What I DO want to share with you are some of the realizations that hit me regarding the difference between a WFTDA Tournament and Local Roller Derby (LRD) play and production. I write this from the point of view of a veteran of the Local Roller Derby scene that has helped create and mature a league, having served on the Board of Directors, as well as hustled my fair share of fundraisers in local bars.

What I am going to tell you isn’t going to be shocking or a great revelation, but I hope it will inspire a lot of folks to re-evaluate their view of “modern” roller derby marketing.

The Pink Apple

Let’s compare two different types of roller derby events.

WFTDA have bout production down. I mean, they were the one’s that wrote the book! Tournaments are designed to be no-frills exhibitions of top-ranked roller derby teams competing at the highest level. THAT is their draw. They are the Pink Apple, beautiful, delicious, and unique.

These tournaments are often hosted by leagues that may or may not participate in the games and, even though they are promoted to the home leagues fans, they are primarily attended by the roller derby community. For instance, in the case of Playoffs, how do you convince your fans to come to an event that is 3 days long that YOUR LEAGUE IS NOT PARTICIPATING IN? They are not meant for the general public, not really. Although you can find a few other items, who generally set up and run merchant booths at tournaments? That’s right, DERBY VENDORS. More power to them! It’s a successful model that has served WFTDA well for years!

The audience for a WFTDA tournament, generally, are WFTDA members. They are sort of action-packed trade shows! With bouts often going from 10am until 10pm, it’s only the most hard-core non-derby player/participant that will attend all day, and, honestly, those people will often times end up getting involved and BECOMING a derby person.

There is a simplicity to a tournament. For roller derby, tournaments are trade shows. A chance for people in the “industry” to come swap ideas and learn from other people’s technique while having a good time and making or improving social contacts.

Fruit Salad

In comparison to tournaments, Local Roller Derby is a fruit salad! No two recipes are quite alike, each using different regional ingredients, and spices to make a unique concoction that, although is recognizable as the eponymous “fruit salad,” can appear, at a glance radically different.
*****
▸ **What is asked**:
• 1. Reproduce the entries word for word, starting with the line containing "I need to find the dense" and ending with the final line of the entries.
• 2. Proceed with the piece on roller derby marketing, picking up right after its final sentence.
*****
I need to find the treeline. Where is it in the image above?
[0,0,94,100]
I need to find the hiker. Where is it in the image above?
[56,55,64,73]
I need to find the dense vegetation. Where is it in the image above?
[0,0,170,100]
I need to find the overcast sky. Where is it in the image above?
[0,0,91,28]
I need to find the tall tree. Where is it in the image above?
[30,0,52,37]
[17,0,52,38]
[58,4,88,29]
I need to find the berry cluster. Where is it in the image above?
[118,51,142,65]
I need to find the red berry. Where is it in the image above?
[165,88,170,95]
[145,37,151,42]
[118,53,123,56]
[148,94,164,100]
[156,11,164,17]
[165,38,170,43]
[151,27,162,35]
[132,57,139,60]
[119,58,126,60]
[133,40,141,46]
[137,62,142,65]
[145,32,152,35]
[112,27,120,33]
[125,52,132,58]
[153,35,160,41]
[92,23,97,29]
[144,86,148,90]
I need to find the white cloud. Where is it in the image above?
*****
▸ **Answers for the tasks**:
• 1.
I need to find the dense vegetation. Where is it in the image above?
[0,0,170,100]
I need to find the overcast sky. Where is it in the image above?
[0,0,91,28]
I need to find the tall tree. Where is it in the image above?
[30,0,52,37]
[17,0,52,38]
[58,4,88,29]
I need to find the berry cluster. Where is it in the image above?
[118,51,142,65]
I need to find the red berry. Where is it in the image above?
[165,88,170,95]
[145,37,151,42]
[118,53,123,56]
[148,94,164,100]
[156,11,164,17]
[165,38,170,43]
[151,27,162,35]
[132,57,139,60]
[119,58,126,60]
[133,40,141,46]
[137,62,142,65]
[145,32,152,35]
[112,27,120,33]
[125,52,132,58]
[153,35,160,41]
[92,23,97,29]
[144,86,148,90]
I need to find the white cloud. Where is it in the image above?

• 2.
The lifeblood of most teams is selling seats to bouts. Whether tickets or just stamping hands at the door, teams make their money, generally from bouting and skaters paying dues. This means that Local Roller Derby has to appeal to a TOTALLY different demographic than WFTDA tournaments. In fact, each team will have a TOTALLY DIFFERENT demographic simply based on the appeal of roller derby as a Do-It-Yourself LOCAL sport. Each team SHOULD tailor itself to it’s community.

A few years ago, as derby was still trying to find it’s voice, it was equal parts spectacle and athleticism. The outfits, the attitudes, the rock and roll of it was a big draw for fans who probably hadn’t been born when the original roller derby was dissolved in 1972, but they knew it was an edgy dangerous sport. Artistic posters, good music, and big personalities attracted people who were not even interested in sports.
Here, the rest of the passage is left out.